Saved data entries:
# # # # #

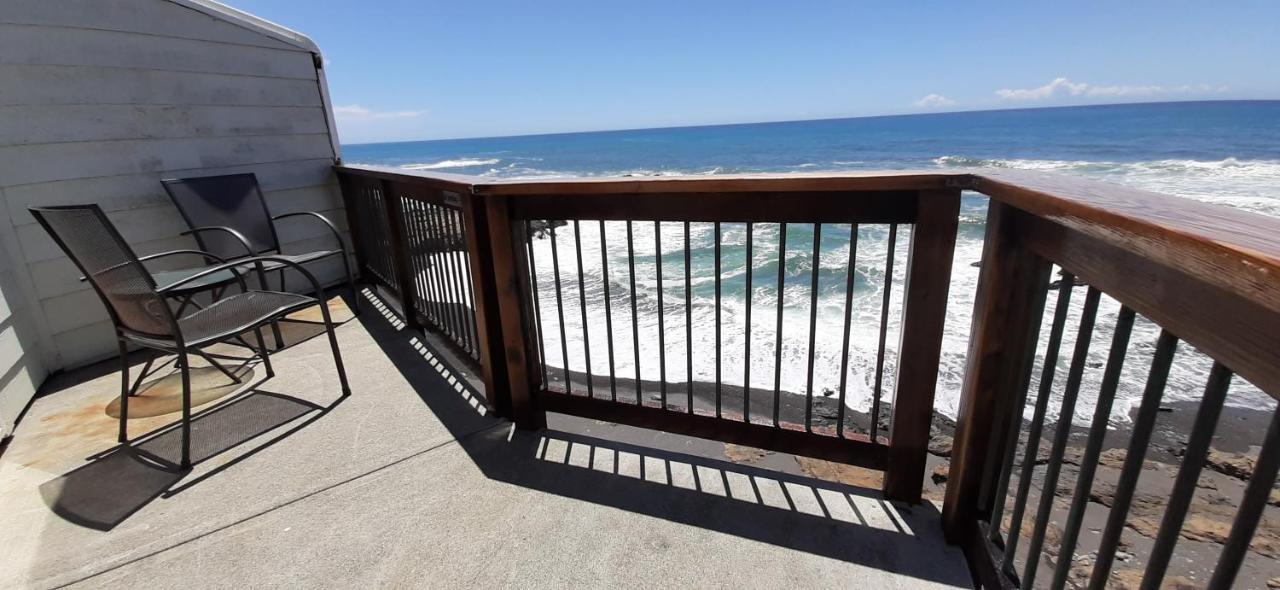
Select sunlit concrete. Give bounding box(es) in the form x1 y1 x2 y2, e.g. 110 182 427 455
0 290 969 589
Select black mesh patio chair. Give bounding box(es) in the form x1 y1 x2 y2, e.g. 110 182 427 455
31 205 351 468
160 173 360 335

# # # # #

Given problem:
Please repeat every line of the records above word for word, leaving out the pictures.

Written response:
Select sunlit concrete. Give bounding box(es) in the form x1 y1 x2 y2, e.g. 110 182 427 455
0 290 969 589
Select black mesh patio chair. Give bounding box(es) in the form x1 y1 x2 y2, e.g. 110 182 427 455
31 205 351 468
160 173 360 335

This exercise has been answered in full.